## Problem to solve
Pick out every line in the data below that contains the word "headlight" and copy each of those lines in full.

-------

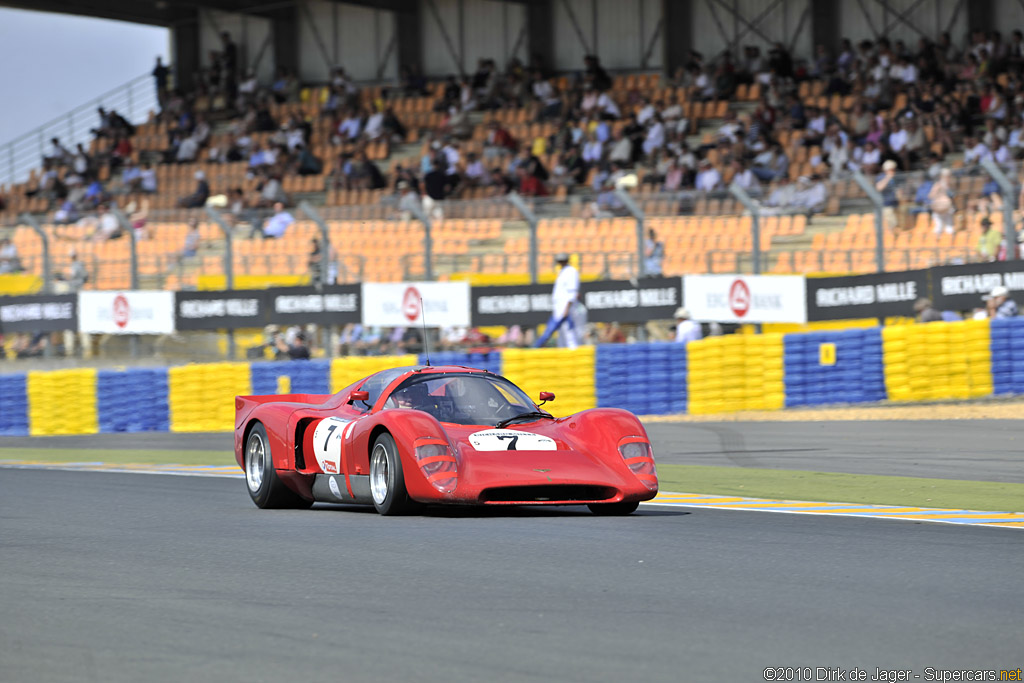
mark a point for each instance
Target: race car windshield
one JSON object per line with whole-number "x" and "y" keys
{"x": 463, "y": 399}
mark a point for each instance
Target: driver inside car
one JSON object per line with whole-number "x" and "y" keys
{"x": 416, "y": 396}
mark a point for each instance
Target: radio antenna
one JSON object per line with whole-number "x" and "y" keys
{"x": 426, "y": 341}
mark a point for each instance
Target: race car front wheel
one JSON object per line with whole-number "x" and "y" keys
{"x": 608, "y": 509}
{"x": 387, "y": 482}
{"x": 266, "y": 489}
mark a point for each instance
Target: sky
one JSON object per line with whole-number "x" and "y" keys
{"x": 55, "y": 62}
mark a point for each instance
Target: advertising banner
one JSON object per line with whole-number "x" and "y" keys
{"x": 961, "y": 287}
{"x": 404, "y": 304}
{"x": 38, "y": 313}
{"x": 606, "y": 301}
{"x": 126, "y": 312}
{"x": 632, "y": 301}
{"x": 877, "y": 295}
{"x": 300, "y": 305}
{"x": 745, "y": 298}
{"x": 511, "y": 304}
{"x": 216, "y": 310}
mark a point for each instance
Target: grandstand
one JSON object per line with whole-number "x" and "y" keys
{"x": 721, "y": 111}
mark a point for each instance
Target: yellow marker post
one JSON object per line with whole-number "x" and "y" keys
{"x": 826, "y": 353}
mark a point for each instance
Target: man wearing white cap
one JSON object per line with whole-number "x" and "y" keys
{"x": 563, "y": 296}
{"x": 686, "y": 330}
{"x": 999, "y": 304}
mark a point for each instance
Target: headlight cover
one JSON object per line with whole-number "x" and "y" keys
{"x": 437, "y": 464}
{"x": 640, "y": 459}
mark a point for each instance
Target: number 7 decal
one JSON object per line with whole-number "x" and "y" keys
{"x": 330, "y": 430}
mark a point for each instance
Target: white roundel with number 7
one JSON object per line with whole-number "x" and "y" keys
{"x": 510, "y": 439}
{"x": 327, "y": 443}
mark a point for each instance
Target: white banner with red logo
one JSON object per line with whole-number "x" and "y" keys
{"x": 129, "y": 312}
{"x": 745, "y": 298}
{"x": 398, "y": 304}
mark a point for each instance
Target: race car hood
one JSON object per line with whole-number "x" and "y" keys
{"x": 556, "y": 454}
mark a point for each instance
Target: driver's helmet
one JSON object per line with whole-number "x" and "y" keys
{"x": 415, "y": 395}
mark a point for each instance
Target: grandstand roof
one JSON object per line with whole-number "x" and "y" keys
{"x": 169, "y": 12}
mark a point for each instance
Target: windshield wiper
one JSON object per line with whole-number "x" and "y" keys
{"x": 530, "y": 414}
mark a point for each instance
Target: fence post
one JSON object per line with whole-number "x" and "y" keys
{"x": 515, "y": 200}
{"x": 228, "y": 265}
{"x": 637, "y": 213}
{"x": 129, "y": 231}
{"x": 314, "y": 216}
{"x": 880, "y": 232}
{"x": 326, "y": 256}
{"x": 1009, "y": 204}
{"x": 47, "y": 267}
{"x": 755, "y": 208}
{"x": 428, "y": 244}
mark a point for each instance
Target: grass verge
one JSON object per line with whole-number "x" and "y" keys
{"x": 838, "y": 487}
{"x": 120, "y": 456}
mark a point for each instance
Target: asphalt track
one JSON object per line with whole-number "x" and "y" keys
{"x": 972, "y": 450}
{"x": 110, "y": 577}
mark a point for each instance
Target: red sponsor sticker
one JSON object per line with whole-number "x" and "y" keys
{"x": 411, "y": 304}
{"x": 739, "y": 298}
{"x": 122, "y": 311}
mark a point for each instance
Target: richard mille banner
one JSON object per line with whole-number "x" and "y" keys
{"x": 632, "y": 301}
{"x": 216, "y": 310}
{"x": 39, "y": 313}
{"x": 876, "y": 295}
{"x": 961, "y": 287}
{"x": 511, "y": 304}
{"x": 299, "y": 305}
{"x": 608, "y": 300}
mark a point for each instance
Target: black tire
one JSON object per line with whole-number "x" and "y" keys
{"x": 613, "y": 509}
{"x": 266, "y": 489}
{"x": 387, "y": 481}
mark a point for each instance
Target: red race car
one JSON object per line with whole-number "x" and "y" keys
{"x": 408, "y": 436}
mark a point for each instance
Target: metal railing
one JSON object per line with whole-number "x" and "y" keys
{"x": 133, "y": 100}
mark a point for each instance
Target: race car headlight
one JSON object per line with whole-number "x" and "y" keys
{"x": 437, "y": 464}
{"x": 640, "y": 460}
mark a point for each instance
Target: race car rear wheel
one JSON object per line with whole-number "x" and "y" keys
{"x": 609, "y": 509}
{"x": 387, "y": 482}
{"x": 266, "y": 489}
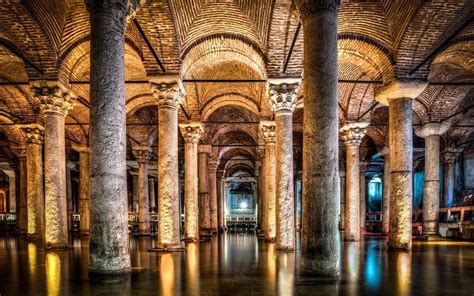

-------

## Response to this task
Target: headlight cover
Target: race car headlight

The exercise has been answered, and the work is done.